■ **Provided information**
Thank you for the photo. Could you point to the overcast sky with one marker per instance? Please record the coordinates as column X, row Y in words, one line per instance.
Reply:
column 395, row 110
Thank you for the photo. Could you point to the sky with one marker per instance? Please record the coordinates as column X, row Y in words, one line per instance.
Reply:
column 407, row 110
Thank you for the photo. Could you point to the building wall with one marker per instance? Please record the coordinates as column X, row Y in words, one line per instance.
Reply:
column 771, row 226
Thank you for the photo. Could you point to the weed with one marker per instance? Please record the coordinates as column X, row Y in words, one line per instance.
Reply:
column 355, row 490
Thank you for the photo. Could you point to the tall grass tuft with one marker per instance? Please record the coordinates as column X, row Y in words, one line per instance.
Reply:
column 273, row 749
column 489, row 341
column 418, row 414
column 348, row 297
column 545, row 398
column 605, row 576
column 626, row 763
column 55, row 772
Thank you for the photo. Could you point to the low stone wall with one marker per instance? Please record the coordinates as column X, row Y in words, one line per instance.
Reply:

■ **What is needed**
Copy out all of the data above verbatim, keeping every word, number and line break unchanged.

■ **Answer for this exercise**
Thank you for the photo. Could you point to the overcast sky with one marker per instance? Please record the coordinates as column X, row Y in words, one line per instance.
Reply:
column 395, row 110
Thank you for the photo. Could you point to the sky with one marker per instance? Please record the coordinates as column X, row Y in words, one line per instance.
Reply:
column 407, row 110
Thank you for the photo. Could you point to the building wall with one marker per instance? Please record the coordinates as column X, row Y in words, one line per instance.
Reply:
column 771, row 226
Thank you for the photo. Could you point to the weed with one marker per instance? Please record the coordinates as column X, row Y in words, one line per instance.
Reply:
column 355, row 490
Thank you for the photo. Could you point to the tall grass tuft with one marker per instance? Please record the coordinates as column X, row Y in words, one line per instance.
Reply:
column 273, row 749
column 489, row 341
column 418, row 414
column 348, row 297
column 545, row 398
column 605, row 576
column 626, row 763
column 55, row 772
Thank you for the photo. Could you point to the low stone wall with one marker per instance? Please record the coordinates as column X, row Y in words, one line per instance.
Reply:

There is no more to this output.